* begin *

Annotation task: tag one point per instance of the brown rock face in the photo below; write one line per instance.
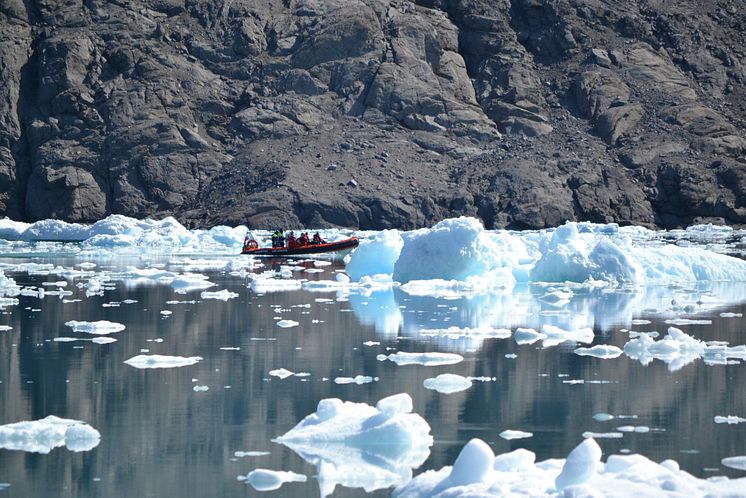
(374, 113)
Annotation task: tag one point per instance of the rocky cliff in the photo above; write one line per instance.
(374, 113)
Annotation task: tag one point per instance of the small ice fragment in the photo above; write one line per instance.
(282, 373)
(602, 435)
(223, 295)
(730, 419)
(738, 462)
(160, 361)
(602, 351)
(101, 327)
(269, 480)
(581, 465)
(448, 383)
(687, 321)
(427, 359)
(103, 340)
(287, 323)
(358, 379)
(513, 434)
(242, 454)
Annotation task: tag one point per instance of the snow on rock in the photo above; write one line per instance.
(223, 295)
(448, 383)
(603, 351)
(42, 436)
(100, 327)
(269, 480)
(160, 361)
(360, 446)
(375, 256)
(427, 359)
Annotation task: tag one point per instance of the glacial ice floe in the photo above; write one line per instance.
(100, 327)
(269, 480)
(162, 361)
(42, 436)
(360, 446)
(478, 472)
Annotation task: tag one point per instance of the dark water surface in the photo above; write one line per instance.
(161, 438)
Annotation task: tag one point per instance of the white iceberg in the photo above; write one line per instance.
(360, 446)
(161, 361)
(426, 359)
(100, 327)
(42, 436)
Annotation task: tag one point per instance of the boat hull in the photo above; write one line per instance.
(340, 245)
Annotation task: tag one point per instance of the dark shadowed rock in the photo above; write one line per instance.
(373, 113)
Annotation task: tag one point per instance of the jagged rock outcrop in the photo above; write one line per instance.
(374, 113)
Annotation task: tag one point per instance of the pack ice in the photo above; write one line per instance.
(459, 250)
(478, 472)
(360, 446)
(42, 436)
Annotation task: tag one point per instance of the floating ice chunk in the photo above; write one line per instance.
(687, 321)
(358, 379)
(738, 462)
(282, 373)
(42, 436)
(554, 335)
(103, 340)
(513, 434)
(527, 336)
(603, 417)
(427, 359)
(676, 349)
(603, 435)
(448, 383)
(375, 256)
(287, 323)
(222, 295)
(160, 361)
(582, 463)
(100, 327)
(360, 446)
(453, 249)
(269, 480)
(730, 419)
(603, 351)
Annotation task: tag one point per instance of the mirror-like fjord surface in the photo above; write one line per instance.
(194, 430)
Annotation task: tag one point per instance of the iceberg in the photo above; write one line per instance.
(42, 436)
(160, 361)
(360, 446)
(478, 472)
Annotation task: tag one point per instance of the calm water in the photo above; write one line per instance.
(161, 438)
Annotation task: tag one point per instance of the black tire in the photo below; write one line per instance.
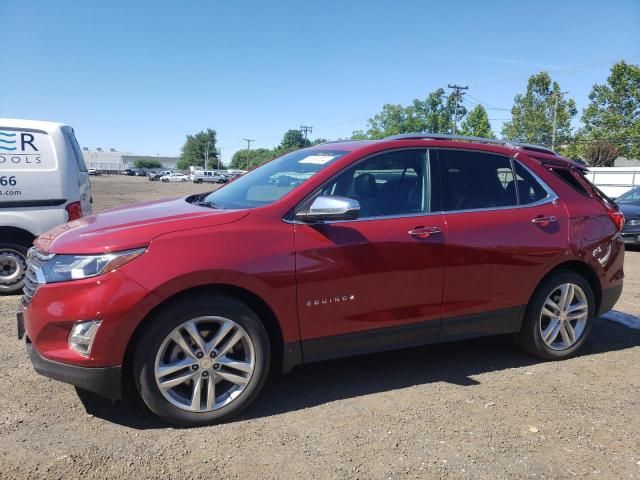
(12, 251)
(530, 336)
(164, 323)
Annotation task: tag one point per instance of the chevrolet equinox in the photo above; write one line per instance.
(341, 249)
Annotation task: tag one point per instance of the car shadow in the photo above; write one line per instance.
(315, 384)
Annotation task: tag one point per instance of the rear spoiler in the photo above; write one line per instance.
(549, 160)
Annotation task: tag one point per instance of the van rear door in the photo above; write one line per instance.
(83, 174)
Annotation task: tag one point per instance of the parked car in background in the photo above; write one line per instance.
(155, 176)
(175, 177)
(375, 245)
(629, 204)
(208, 176)
(43, 183)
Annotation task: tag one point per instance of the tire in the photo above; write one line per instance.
(157, 352)
(13, 266)
(546, 333)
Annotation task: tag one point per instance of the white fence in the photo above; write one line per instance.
(614, 181)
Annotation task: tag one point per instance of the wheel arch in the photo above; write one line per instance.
(582, 269)
(252, 300)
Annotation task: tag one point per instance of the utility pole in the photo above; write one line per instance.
(305, 129)
(458, 95)
(555, 118)
(248, 140)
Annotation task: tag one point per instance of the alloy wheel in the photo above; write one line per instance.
(564, 316)
(204, 364)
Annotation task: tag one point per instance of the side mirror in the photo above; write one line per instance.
(327, 209)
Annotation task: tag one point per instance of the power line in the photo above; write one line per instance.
(248, 140)
(555, 118)
(305, 129)
(458, 92)
(561, 71)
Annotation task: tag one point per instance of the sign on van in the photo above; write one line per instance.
(24, 151)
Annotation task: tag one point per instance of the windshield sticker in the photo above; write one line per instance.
(317, 159)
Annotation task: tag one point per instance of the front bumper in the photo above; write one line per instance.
(105, 381)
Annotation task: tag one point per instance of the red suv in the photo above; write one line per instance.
(340, 249)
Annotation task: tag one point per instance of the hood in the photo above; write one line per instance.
(131, 226)
(630, 211)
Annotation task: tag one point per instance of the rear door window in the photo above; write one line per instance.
(476, 180)
(77, 152)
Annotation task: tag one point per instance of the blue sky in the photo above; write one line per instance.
(139, 76)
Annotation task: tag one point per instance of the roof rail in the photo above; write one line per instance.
(463, 138)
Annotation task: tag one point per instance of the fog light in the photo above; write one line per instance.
(82, 335)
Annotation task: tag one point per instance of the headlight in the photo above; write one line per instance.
(62, 268)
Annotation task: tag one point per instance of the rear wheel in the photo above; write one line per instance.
(559, 317)
(13, 267)
(202, 360)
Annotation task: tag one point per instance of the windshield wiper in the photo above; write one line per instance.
(209, 204)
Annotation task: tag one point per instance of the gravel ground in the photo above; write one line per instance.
(473, 409)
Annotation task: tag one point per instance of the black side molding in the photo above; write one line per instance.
(495, 322)
(378, 340)
(32, 203)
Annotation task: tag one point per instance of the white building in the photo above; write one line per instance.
(113, 160)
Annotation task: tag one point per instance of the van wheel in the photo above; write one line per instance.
(13, 266)
(202, 360)
(559, 317)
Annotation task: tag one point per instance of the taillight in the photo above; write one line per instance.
(617, 217)
(74, 209)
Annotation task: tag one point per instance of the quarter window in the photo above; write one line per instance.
(528, 188)
(394, 183)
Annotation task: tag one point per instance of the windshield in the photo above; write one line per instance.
(273, 180)
(632, 197)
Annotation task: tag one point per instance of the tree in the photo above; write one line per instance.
(433, 114)
(195, 149)
(601, 154)
(147, 163)
(476, 123)
(613, 114)
(294, 140)
(532, 113)
(246, 159)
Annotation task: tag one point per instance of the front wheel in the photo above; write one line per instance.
(13, 267)
(202, 361)
(559, 317)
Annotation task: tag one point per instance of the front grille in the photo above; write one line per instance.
(33, 277)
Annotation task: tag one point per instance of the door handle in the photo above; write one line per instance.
(544, 221)
(424, 232)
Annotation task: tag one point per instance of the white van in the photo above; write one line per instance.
(43, 183)
(211, 176)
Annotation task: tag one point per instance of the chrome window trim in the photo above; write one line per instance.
(551, 197)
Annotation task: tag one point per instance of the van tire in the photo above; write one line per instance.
(13, 261)
(173, 317)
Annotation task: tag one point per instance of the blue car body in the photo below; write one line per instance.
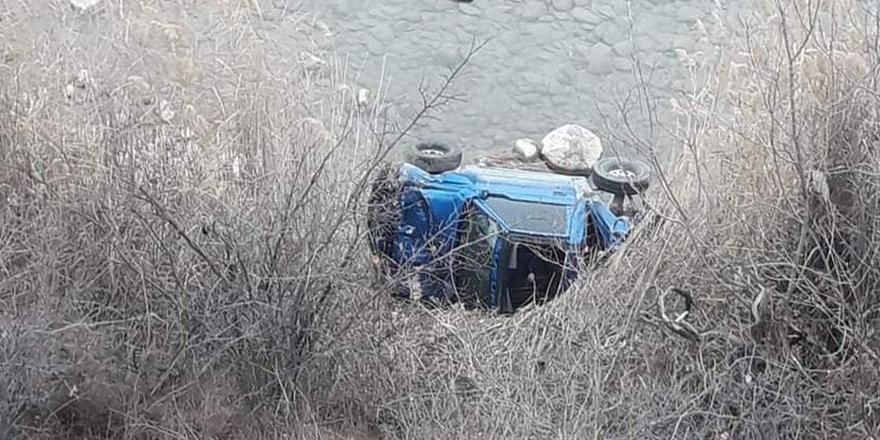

* end *

[Stated problem] Take the data above and repeat it exactly, leaving each picture out.

[Written solution]
Annotation task: tag one point per instance of the brown rock face in the photo below; write one line per instance.
(374, 113)
Annotation task: tag one point per instance of the rocky cliff in the photo above; write one line per instance.
(374, 113)
Annotation task: tag one point per instance of the small ice fragment in the photo above; write one line per instance.
(282, 373)
(602, 435)
(223, 295)
(730, 419)
(738, 462)
(160, 361)
(602, 351)
(101, 327)
(269, 480)
(581, 465)
(448, 383)
(687, 321)
(427, 359)
(103, 340)
(287, 323)
(358, 379)
(513, 434)
(242, 454)
Annotation task: tag one point per instance of the snow on rock in the photo above; write one line per instance.
(223, 295)
(448, 383)
(603, 351)
(42, 436)
(100, 327)
(269, 480)
(160, 361)
(360, 446)
(375, 256)
(427, 359)
Annotation task: tag one point per instance of the glacial ice floe in the photo above; write one line per instance.
(100, 327)
(269, 480)
(162, 361)
(42, 436)
(360, 446)
(478, 472)
Annotation task: tag one point per instance of the dark water surface in the photo above; write one line per instance.
(161, 438)
Annotation task: tag one point per instance of the white iceberg in the photo above; write one line per instance.
(360, 446)
(161, 361)
(426, 359)
(100, 327)
(42, 436)
Annotation task: tag one point per instance of the boat hull in the photo above; write one line per instance.
(340, 245)
Annotation task: tag one point per instance of the dark shadowed rock in the photo above; write one line per instance.
(373, 113)
Annotation task: tag one point per instance of the jagged rock outcrop in the photo above; write one line per instance.
(374, 113)
Annotation task: tag one point per instance of the pack ice in the photo above; write one line per instance.
(459, 250)
(478, 472)
(360, 446)
(42, 436)
Annotation task: tag one point per instance of the floating ice chunk in the photo above; write one line per instance.
(687, 321)
(358, 379)
(738, 462)
(282, 373)
(42, 436)
(554, 335)
(103, 340)
(513, 434)
(527, 336)
(603, 417)
(427, 359)
(676, 349)
(603, 435)
(448, 383)
(375, 256)
(287, 323)
(222, 295)
(160, 361)
(582, 463)
(100, 327)
(360, 446)
(453, 249)
(269, 480)
(730, 419)
(603, 351)
Annotation task: tag one point per instance of the mirror-like fjord surface in the photo above; write one line per instance.
(194, 430)
Annotation task: tag one point per instance of the iceberg in the photo above; write one line per instance.
(42, 436)
(160, 361)
(360, 446)
(478, 472)
Annotation task: tag one point per instance of the calm water in the photo above; write one line per instance.
(161, 438)
Annotation task: tag one point per instance of the black tire in the photo below; write one line per instance.
(12, 251)
(530, 336)
(164, 323)
Annotation task: tag one point per instance of the chevrolet equinox in the photo above; write one line per instance.
(341, 249)
Annotation task: tag one point per instance of the car shadow in the photo above; write one line per instance.
(315, 384)
Annotation task: tag one point per instance of the rear spoiler in the photo above; write one line per instance.
(549, 160)
Annotation task: tag one point per instance of the van rear door in the photo above; write one line per instance.
(83, 174)
Annotation task: tag one point per instance of the parked car in background in the photo above; write one line per instance.
(155, 176)
(175, 177)
(375, 245)
(629, 204)
(208, 176)
(43, 183)
Annotation task: tag one point per instance of the tire in the photo above; write one line per instance.
(157, 352)
(13, 266)
(546, 333)
Annotation task: tag one point per instance of the white fence in the photo above; write one line per instance.
(614, 181)
Annotation task: tag one point per instance of the wheel arch in the photo above; write one line per instance.
(582, 269)
(252, 300)
Annotation task: tag one point per instance of the utility pole in the photo above; write one line per instance.
(305, 129)
(458, 95)
(555, 118)
(248, 140)
Annotation task: tag one point per instance of the alloy wheel in the photo above; write one line per instance.
(564, 316)
(204, 364)
Annotation task: tag one point per instance of the side mirror in the photo above; write one line per instance.
(327, 209)
Annotation task: tag one point per instance of the power line in the photo above; write one line per instance.
(248, 140)
(555, 118)
(305, 129)
(458, 92)
(561, 71)
Annotation task: tag one point per instance of the sign on van in the photo above; write one line per instance.
(24, 151)
Annotation task: tag one point per instance of the windshield sticker in the photo above; write one line per instance.
(317, 159)
Annotation task: tag one point per instance of the front bumper in the photo above; write one line per instance.
(105, 381)
Annotation task: tag one point per instance of the red suv in the photo above; write one line per instance.
(340, 249)
Annotation task: tag one point per instance of the hood in the photo above; write one line per instance.
(131, 226)
(630, 211)
Annotation task: tag one point per instance of the rear door window in the photo above; write one line per instance.
(476, 180)
(77, 152)
Annotation task: tag one point per instance of the blue sky in the photo above; write one line per instance.
(139, 76)
Annotation task: tag one point per instance of the roof rail in the photo above; write one line per instance.
(463, 138)
Annotation task: tag one point per instance of the fog light in the photo above; write one line per instance.
(82, 335)
Annotation task: tag one point per instance of the headlight in the photo above; write one line per instance.
(62, 268)
Annotation task: tag one point per instance of the rear wheel in the photo above; write one line per instance.
(559, 317)
(13, 267)
(202, 360)
Annotation task: tag one point per instance of the windshield wiper in the photo above; write one line per instance.
(209, 204)
Annotation task: tag one point per instance of the gravel ground in the photo above; write one line per instance.
(473, 409)
Annotation task: tag one point per instance of the black side molding in the photo above; write one line per instance.
(495, 322)
(378, 340)
(32, 203)
Annotation task: tag one point per instance of the white building in the photo above; write one line per instance.
(113, 160)
Annotation task: tag one point per instance of the van wheel in the photo above; write one line per instance.
(13, 266)
(202, 360)
(559, 317)
Annotation task: tag one point per instance of the taillight in the photo above; write one line per instance.
(617, 217)
(74, 209)
Annotation task: tag one point per instance of the quarter window in the photo above; write one line per instance.
(528, 188)
(394, 183)
Annotation task: tag one point per instance of the windshield in the photo above; write one line per instance.
(273, 180)
(632, 197)
Annotation task: tag one point per instance of the tree in the photo above; write one line per instance.
(433, 114)
(195, 149)
(601, 154)
(147, 163)
(476, 123)
(613, 114)
(294, 140)
(532, 113)
(246, 159)
Annotation task: tag one point per instance of the front wheel in the photo above; write one line per instance.
(13, 267)
(202, 361)
(559, 317)
Annotation task: tag one point per instance of the front grille in the photo above; write one line per instance.
(33, 277)
Annotation task: tag one point per instance of the door handle in the photo above; write one line per instance.
(544, 221)
(424, 232)
Annotation task: tag one point per instance of the white van in the photo above; write one line per instance.
(43, 183)
(211, 176)
Annotation task: tag one point per instance of the chrome window trim in the photo above; write one line per instance.
(551, 197)
Annotation task: tag one point per instance of the van tire in the photo above; write one line per instance.
(13, 261)
(173, 317)
Annotation task: tag one point per instance of the blue car body in the photo below; write one line per instance.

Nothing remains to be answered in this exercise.